La palabra, aliada de las víctimas
Ocho escritores escucharon a ocho sobrevivientes de abuso sexual. Donde el silencio es cómplice, la palabra es aliada de las víctimas. De esta premisa surge el libro de la ONG. Su título: Somos sobrevivientes. Crónicas de abuso sexual en la infancia. Cuenta con la escritura de Sergio Olguín y Claudia Piñeiro, entre otros. Fue tal su éxito que la obra fue presentada ante la ONU en Suiza, en Ferias del Libro, y ante Presidencia. Definen el resultado como “un sueño hecho realidad”. “Nos decimos sobrevivientes por todos los que aún no pueden hablar”, explican.
Las historias de Sebastián y Silvia están relatadas en el libro. Los capítulos pertenecen a víctimas de 18 hasta 86 años. Se destaca el testimonio de Vera Iuguenburg, quien recordó a sus 60 años que fue abusada, y lo pudo contar a sus ochenta. “El Estado le pidió disculpas, por no haber brindado las condiciones necesarias para ella. Este año Vera hizo la denuncia por lo que sufrió cuando tenía 8 años. Hay veces que se logra poner en palabras el trauma al final de la vida”, cuenta Sebastián.

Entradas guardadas
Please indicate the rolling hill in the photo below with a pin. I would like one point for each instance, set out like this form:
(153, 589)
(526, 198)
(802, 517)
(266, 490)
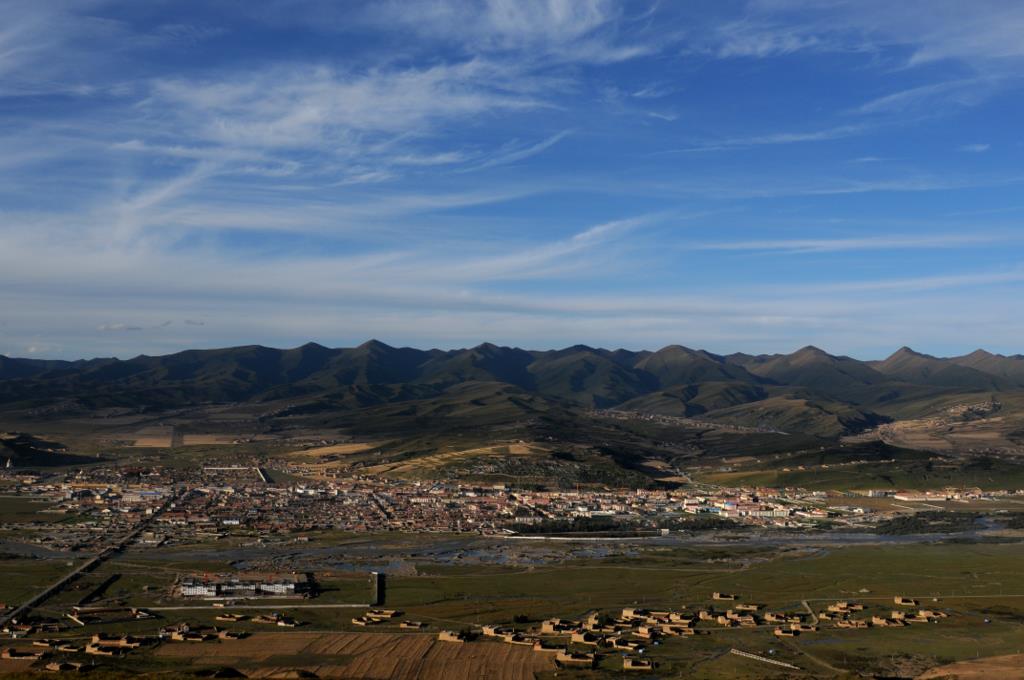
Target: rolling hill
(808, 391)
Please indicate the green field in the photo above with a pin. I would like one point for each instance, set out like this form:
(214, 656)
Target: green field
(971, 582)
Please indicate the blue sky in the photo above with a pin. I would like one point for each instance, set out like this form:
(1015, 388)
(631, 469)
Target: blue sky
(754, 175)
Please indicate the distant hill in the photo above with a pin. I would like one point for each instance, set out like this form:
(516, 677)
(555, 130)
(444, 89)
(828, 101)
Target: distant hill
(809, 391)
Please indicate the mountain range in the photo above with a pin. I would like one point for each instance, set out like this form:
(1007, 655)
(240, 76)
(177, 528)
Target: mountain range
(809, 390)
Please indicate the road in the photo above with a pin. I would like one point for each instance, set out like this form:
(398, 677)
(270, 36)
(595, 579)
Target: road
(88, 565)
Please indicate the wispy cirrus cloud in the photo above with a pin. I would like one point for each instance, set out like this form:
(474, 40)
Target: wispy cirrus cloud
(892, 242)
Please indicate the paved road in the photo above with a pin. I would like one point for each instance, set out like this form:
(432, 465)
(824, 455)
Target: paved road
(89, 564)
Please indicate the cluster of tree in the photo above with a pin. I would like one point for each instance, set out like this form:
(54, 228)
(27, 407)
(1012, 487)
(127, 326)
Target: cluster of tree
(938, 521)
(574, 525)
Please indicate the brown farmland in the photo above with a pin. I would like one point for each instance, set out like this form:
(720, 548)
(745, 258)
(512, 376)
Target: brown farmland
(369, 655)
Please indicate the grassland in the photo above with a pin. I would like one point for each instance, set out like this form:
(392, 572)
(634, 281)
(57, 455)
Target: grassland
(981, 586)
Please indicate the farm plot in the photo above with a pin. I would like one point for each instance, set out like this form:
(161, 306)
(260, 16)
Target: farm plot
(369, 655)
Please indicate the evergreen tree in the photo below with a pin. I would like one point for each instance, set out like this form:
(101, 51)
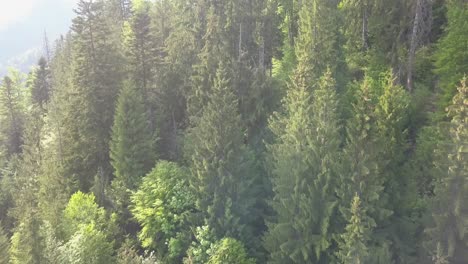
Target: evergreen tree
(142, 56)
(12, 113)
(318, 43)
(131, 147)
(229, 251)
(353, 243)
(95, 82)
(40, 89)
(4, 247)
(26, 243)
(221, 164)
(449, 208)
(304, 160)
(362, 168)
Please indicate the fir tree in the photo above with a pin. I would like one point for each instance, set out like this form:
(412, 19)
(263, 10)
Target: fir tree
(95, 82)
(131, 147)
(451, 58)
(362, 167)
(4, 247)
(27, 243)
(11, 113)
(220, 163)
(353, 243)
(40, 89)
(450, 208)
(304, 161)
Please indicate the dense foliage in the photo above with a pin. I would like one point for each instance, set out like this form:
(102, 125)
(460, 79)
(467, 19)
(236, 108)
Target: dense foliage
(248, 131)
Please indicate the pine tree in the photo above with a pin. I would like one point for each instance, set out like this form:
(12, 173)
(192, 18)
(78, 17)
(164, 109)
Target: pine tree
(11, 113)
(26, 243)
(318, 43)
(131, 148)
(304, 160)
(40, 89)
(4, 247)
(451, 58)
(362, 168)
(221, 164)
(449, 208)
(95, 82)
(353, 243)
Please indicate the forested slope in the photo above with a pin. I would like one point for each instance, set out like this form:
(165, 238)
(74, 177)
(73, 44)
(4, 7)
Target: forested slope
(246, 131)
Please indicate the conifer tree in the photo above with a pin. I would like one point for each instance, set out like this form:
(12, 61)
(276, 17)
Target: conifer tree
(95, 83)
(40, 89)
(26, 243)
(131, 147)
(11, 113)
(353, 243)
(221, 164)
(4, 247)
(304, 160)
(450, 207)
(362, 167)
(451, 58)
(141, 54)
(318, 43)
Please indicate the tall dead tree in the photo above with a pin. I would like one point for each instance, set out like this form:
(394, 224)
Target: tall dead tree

*En qué consiste*:
Escribe otra vez todo el texto citado, palabra por palabra y sin cambiar nada.

*Respuesta escrita*:
La palabra, aliada de las víctimas
Ocho escritores escucharon a ocho sobrevivientes de abuso sexual. Donde el silencio es cómplice, la palabra es aliada de las víctimas. De esta premisa surge el libro de la ONG. Su título: Somos sobrevivientes. Crónicas de abuso sexual en la infancia. Cuenta con la escritura de Sergio Olguín y Claudia Piñeiro, entre otros. Fue tal su éxito que la obra fue presentada ante la ONU en Suiza, en Ferias del Libro, y ante Presidencia. Definen el resultado como “un sueño hecho realidad”. “Nos decimos sobrevivientes por todos los que aún no pueden hablar”, explican.
Las historias de Sebastián y Silvia están relatadas en el libro. Los capítulos pertenecen a víctimas de 18 hasta 86 años. Se destaca el testimonio de Vera Iuguenburg, quien recordó a sus 60 años que fue abusada, y lo pudo contar a sus ochenta. “El Estado le pidió disculpas, por no haber brindado las condiciones necesarias para ella. Este año Vera hizo la denuncia por lo que sufrió cuando tenía 8 años. Hay veces que se logra poner en palabras el trauma al final de la vida”, cuenta Sebastián.